» **JOB 1**
According to the post on anhydrous ammonia nurse tank valves, what does a liquid withdrawal valve's GPM rating actually identify?
======== PASSAGE SHOWN ========
Blog posts tagged with 'agriculture'

Ever wondered why some anhydrous nurse tanks empty faster than others, or why your flow rates seem to fluctuate without warning? The secret lies in understanding the nuances of liquid withdrawal tank valves and the plumbing from nurse trailer to the tool bar affects the flow of anhydrous ammonia. In this post, we'll uncover the factors that alter these flow rates and reveal tips that can help you boost your efficiency.

Understanding Characteristics of Anhydrous Ammonia

Anhydrous Ammonia or more commonly known as Nh3 is a common fertilizer that provides a wonderful supply of Nitrogen to crops. First and foremost, let's get some basics down on this fertilizer. In its natural state, Nh3 is a gas. When pressurized, the anhydrous ammonia converts to liquid form. By pressurizing a vessel such as a nurse tank we can transport the nitrogen rich fertilizer from a bulk storage facility to the field. Because anhydrous ammonia is a gas, in its natural state, it wants to return to that state. Therefore, any pressure drop in a plumbing system allows the liquid to vaporize.

Once Nh3 vaporizes the plumbing system becomes exponentially less efficient and, therefore, you as an applicator become less efficient. Bottom line - if you have a poor or inefficient plumbing system you will spend more time in the field. Because you have to run your tractor at slower speeds in order to apply the same amount of Nh3. The longer we are able to keep the anhydrous ammonia in liquid form, the less product we lose to the atmosphere as it exits a knife orifice.

Testing Nurse Tank Valves

Now that we have covered a little background information on Nh3 let's discuss liquid withdrawal nurse tank valves. Nurse tank valves may be rated the same, but they are NOT built the same. Take it from Judd Stretcher with Continental Nh3 Products. Judd insists on nothing but top notch quality for the products that Continental turns out. If you could achieve 20% greater tractor speeds by simply changing out your nurse tank valves, would you? Let's look at a scenario from a recent field test that Continental Nh3 Products performed.

Continental lined up their B-1206E, B1206-F, A1406-F, A1406-FBV and A1507-F against some of the top names in industry. What Continental found was staggering. Through standard plumbing equipment, 1-1/4" hose, break away and 1-3/4" acme fittings and a single Continental 30GPM Heat Exchanger Judd was able to prove that quality and efficiency really do pay off.

NH3 Withdrawl Valve Flow Ratings Explained

Before we continue, let's clarify the ratings on valves. If a liquid withdrawal valve is rated to 42 gallons per minute (GPM), like the B-1206-E or F you MUST understand that this is not the product flow rate of the valve. A valve "rating" in the Nh3 world actually identifies the flow rate at which the excess flow check will engage. This is another safety feature mandated in the anhydrous ammonia world. A valve rated to 42 GPM will close and not allow product to flow from the nurse vessel if the flow rate EXCEEDS 42 GPM.
======== GIVEN RECORDS ========
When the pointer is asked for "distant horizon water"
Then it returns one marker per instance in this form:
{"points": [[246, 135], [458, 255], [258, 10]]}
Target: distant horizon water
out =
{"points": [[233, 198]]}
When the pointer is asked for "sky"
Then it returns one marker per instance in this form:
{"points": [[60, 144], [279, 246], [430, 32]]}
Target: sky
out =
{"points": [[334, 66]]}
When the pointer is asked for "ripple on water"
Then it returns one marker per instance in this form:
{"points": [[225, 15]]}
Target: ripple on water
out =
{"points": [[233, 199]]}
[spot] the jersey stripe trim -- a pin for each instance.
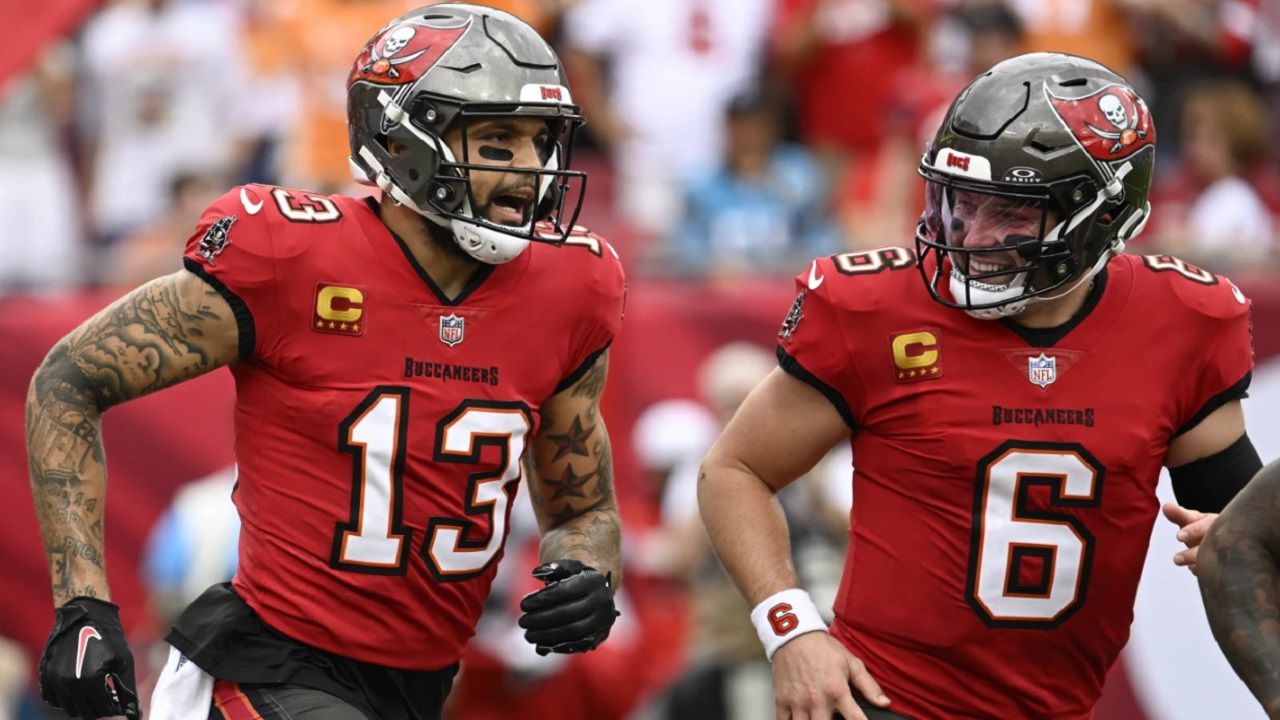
========
» **JOB 2**
Rewrite every line of the records above as a numbered list, skipping blank lines and leaving any picture out.

» **WRITTEN RESPONSE 1**
The flow rate at which the excess flow check will engage.

» **WRITTEN RESPONSE 2**
1. When the pointer is asked for "distant horizon water"
2. Then it returns one marker per instance in this form:
3. {"points": [[246, 135], [458, 255], [258, 10]]}
4. Target: distant horizon water
5. out =
6. {"points": [[233, 198]]}
7. When the pointer is asked for "sky"
8. Then it returns one marker per instance in this form:
9. {"points": [[60, 144], [279, 246], [430, 32]]}
10. Target: sky
11. out =
12. {"points": [[334, 66]]}
13. When the pointer is asked for "ripple on water"
14. Then it returns one marker per instance in this form:
15. {"points": [[225, 15]]}
16. Target: ripple on water
17. out =
18. {"points": [[233, 199]]}
19. [spot] the jersey stripe trim -- a pin for each instance.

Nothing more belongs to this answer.